What you have to do: Rewrite all of the data below with every line of text included, shifting each bounding-box coordinate up by 49. Leave the pictures out.

Data items:
━━━━

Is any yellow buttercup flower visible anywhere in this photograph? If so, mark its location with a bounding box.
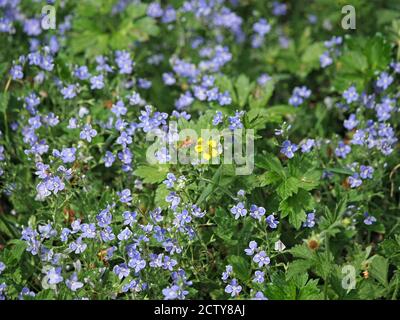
[194,138,219,160]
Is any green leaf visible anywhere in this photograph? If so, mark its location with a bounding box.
[235,74,252,108]
[256,153,286,178]
[154,183,170,209]
[8,239,27,261]
[288,244,314,260]
[249,80,275,109]
[228,256,251,281]
[286,259,313,279]
[133,165,168,183]
[324,168,354,176]
[276,177,300,200]
[279,189,314,229]
[0,92,10,113]
[368,255,389,287]
[196,165,223,205]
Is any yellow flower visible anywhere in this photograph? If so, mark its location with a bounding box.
[194,138,219,161]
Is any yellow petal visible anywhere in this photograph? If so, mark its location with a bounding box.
[208,140,217,148]
[203,152,211,160]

━━━━

Solution for this exercise:
Is any yellow buttercup flower visible anywhere in this photograph? If so, mark its location with a bounding box.
[243,187,268,209]
Is any green leaf visible anywhere in this photograph? If so, mark its location with a bounding box.
[284,123,301,157]
[305,202,335,227]
[203,232,219,258]
[57,288,76,310]
[337,293,363,309]
[298,129,324,158]
[277,305,300,330]
[335,308,362,328]
[182,214,217,232]
[373,217,403,225]
[325,226,349,249]
[328,238,363,278]
[49,141,59,162]
[417,304,438,336]
[245,214,272,254]
Is any yellow flower visible anywhere in this photograph? If so, mark its location with a bounding box.
[243,187,268,210]
Is any yellow petal visible anywhere in this photograph? If so, mark its location with a bounding box.
[257,189,266,197]
[252,201,260,209]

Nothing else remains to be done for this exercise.